→ **Brief 1**: Identify every line in the rows below that contains the string "tire", matching case exactly, and copy each of those lines.

→ **Document passage**:
┌──
Invalidates any references, pointers, or iterators referring to contained elements. May also invalidate past-the-end iterators.
**Time Complexity:** Linear in the size of the container, i.e., the number of elements.
**Test Names:** clear_and_empty
**Link:** https://en.cppreference.com/w/cpp/container/unordered_map/clear
----
`size_type size() const noexcept;`
**Description:** Returns the number of elements in the container.
**Time Complexity:** Constant.
**Test Names:** *used frequently*
**Link:** https://en.cppreference.com/w/cpp/container/unordered_map/size
----
`bool empty() const noexcept;`
**Description:** Checks if the container has no elements.
**Time Complexity:** Constant.
**Test Names:** clear_and_empty
**Link:** https://en.cppreference.com/w/cpp/container/unordered_map/empty
----
`size_type bucket_count() const noexcept;`
**Description:** Returns the number of buckets in the container.
└──
→ **Brief 2**: Set down the unordered_map reference notes above in full, word for word.

Point labeling examples:
┌──
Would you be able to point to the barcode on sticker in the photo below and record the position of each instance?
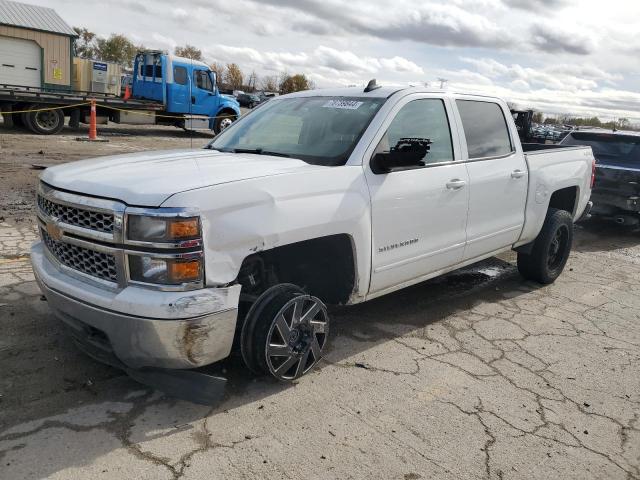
(346, 104)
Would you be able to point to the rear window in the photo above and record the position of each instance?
(612, 149)
(180, 75)
(485, 129)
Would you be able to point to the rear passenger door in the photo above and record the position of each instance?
(497, 175)
(418, 214)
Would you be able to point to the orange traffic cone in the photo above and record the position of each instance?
(93, 131)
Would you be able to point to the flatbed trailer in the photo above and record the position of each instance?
(43, 111)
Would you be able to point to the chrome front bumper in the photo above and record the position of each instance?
(144, 328)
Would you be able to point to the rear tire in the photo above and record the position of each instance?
(551, 249)
(285, 333)
(48, 122)
(222, 122)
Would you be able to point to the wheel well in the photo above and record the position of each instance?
(564, 199)
(228, 111)
(323, 267)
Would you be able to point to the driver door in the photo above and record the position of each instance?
(419, 215)
(204, 100)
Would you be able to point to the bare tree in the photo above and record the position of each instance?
(269, 83)
(85, 43)
(294, 83)
(623, 123)
(233, 76)
(189, 51)
(252, 80)
(219, 69)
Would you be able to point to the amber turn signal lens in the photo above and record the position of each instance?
(184, 271)
(184, 228)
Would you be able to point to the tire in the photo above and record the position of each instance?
(25, 121)
(550, 250)
(223, 121)
(284, 311)
(17, 120)
(48, 122)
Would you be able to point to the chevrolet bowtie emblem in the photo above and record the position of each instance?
(54, 231)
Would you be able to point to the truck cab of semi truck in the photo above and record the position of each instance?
(186, 87)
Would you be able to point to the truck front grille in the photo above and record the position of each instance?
(91, 262)
(79, 217)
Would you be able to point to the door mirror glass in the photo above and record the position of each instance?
(418, 135)
(407, 153)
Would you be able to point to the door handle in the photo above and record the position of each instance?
(455, 184)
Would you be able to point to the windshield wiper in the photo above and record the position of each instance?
(259, 151)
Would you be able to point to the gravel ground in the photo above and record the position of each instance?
(478, 374)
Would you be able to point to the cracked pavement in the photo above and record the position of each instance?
(475, 375)
(478, 374)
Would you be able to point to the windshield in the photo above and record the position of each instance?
(317, 130)
(609, 149)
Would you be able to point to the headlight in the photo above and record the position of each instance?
(142, 228)
(164, 271)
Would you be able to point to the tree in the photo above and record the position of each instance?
(269, 83)
(218, 69)
(295, 83)
(117, 48)
(252, 81)
(85, 43)
(189, 51)
(233, 76)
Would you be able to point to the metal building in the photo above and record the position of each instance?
(36, 47)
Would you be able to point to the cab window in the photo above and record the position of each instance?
(202, 80)
(180, 75)
(422, 119)
(485, 129)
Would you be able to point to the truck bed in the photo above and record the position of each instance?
(18, 94)
(553, 168)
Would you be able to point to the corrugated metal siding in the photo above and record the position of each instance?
(57, 52)
(32, 16)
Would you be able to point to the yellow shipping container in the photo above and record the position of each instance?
(96, 76)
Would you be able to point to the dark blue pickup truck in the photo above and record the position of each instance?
(616, 193)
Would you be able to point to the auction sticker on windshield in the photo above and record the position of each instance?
(346, 104)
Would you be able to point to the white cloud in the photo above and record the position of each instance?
(322, 61)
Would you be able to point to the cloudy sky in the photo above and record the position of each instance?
(559, 56)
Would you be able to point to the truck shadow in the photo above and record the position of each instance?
(403, 312)
(108, 131)
(599, 235)
(138, 415)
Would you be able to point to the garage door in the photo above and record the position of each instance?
(20, 62)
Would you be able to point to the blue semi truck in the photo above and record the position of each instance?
(166, 90)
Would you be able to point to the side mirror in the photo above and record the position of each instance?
(408, 153)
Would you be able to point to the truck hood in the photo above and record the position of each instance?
(148, 178)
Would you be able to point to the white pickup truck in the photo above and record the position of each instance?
(168, 259)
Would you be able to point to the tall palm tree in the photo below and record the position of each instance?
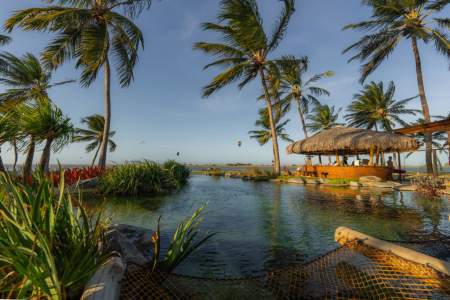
(296, 88)
(373, 107)
(244, 51)
(263, 135)
(323, 117)
(94, 135)
(26, 80)
(94, 33)
(392, 22)
(54, 128)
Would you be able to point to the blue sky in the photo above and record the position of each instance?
(163, 112)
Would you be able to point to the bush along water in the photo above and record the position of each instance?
(49, 245)
(144, 178)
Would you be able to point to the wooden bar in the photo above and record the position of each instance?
(348, 172)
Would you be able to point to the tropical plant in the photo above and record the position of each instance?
(26, 80)
(263, 135)
(394, 21)
(93, 33)
(93, 134)
(373, 107)
(296, 88)
(323, 117)
(139, 178)
(183, 243)
(244, 52)
(48, 249)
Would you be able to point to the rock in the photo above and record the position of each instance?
(133, 243)
(354, 184)
(88, 183)
(369, 179)
(406, 187)
(312, 181)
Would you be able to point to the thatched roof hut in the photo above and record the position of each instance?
(350, 141)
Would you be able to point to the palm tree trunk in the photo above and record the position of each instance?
(29, 160)
(2, 166)
(424, 103)
(95, 156)
(45, 157)
(107, 91)
(302, 117)
(276, 166)
(16, 155)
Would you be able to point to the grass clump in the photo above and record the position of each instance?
(48, 248)
(143, 178)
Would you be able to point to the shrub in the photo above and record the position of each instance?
(178, 171)
(141, 178)
(48, 248)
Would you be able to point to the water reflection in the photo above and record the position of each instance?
(267, 225)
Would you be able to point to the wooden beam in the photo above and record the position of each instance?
(443, 125)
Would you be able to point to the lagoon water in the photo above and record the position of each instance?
(265, 225)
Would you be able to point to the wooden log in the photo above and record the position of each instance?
(344, 234)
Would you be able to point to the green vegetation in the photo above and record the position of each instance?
(392, 22)
(93, 134)
(143, 178)
(49, 248)
(183, 243)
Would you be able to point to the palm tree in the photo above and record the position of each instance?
(244, 52)
(303, 92)
(263, 135)
(93, 33)
(4, 39)
(323, 117)
(94, 135)
(392, 22)
(373, 107)
(26, 80)
(53, 127)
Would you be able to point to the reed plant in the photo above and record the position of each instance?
(49, 245)
(143, 178)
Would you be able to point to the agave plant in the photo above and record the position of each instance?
(48, 248)
(183, 243)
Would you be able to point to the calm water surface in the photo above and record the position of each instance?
(267, 225)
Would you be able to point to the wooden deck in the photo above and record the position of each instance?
(350, 172)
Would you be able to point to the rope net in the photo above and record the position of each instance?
(353, 271)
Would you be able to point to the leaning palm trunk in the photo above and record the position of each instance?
(276, 166)
(29, 160)
(16, 155)
(44, 163)
(104, 143)
(425, 109)
(95, 156)
(302, 117)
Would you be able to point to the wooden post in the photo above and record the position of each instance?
(399, 159)
(371, 156)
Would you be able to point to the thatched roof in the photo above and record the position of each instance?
(348, 140)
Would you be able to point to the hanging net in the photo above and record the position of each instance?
(352, 271)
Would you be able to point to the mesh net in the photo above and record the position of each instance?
(353, 271)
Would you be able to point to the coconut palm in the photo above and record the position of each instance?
(323, 117)
(392, 22)
(94, 33)
(375, 107)
(94, 135)
(303, 92)
(263, 135)
(4, 39)
(25, 79)
(52, 127)
(244, 51)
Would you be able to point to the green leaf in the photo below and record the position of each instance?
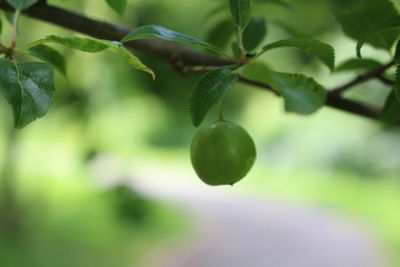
└──
→ **Task response 1**:
Would you be able to point to the rear tire in the photo above and record the position of each instance?
Would you be able to point to the tire in the photo above and record the position of each instance?

→ **Task response 2**:
Invalidates any references, pointers, or iterators referring to contained elements. May also invalidate past-the-end iterators.
**Time Complexity:** Linear in the size of the container, i.e., the number of elements.
**Test Names:** clear_and_empty
**Link:** https://en.cppreference.com/w/cpp/container/unordered_map/clear
----
`size_type size() const noexcept;`
**Description:** Returns the number of elements in the container.
**Time Complexity:** Constant.
**Test Names:** *used frequently*
**Link:** https://en.cppreference.com/w/cpp/container/unordered_map/size
----
`bool empty() const noexcept;`
**Description:** Checks if the container has no elements.
**Time Complexity:** Constant.
**Test Names:** clear_and_empty
**Link:** https://en.cppreference.com/w/cpp/container/unordered_map/empty
----
`size_type bucket_count() const noexcept;`
**Description:** Returns the number of buckets in the container.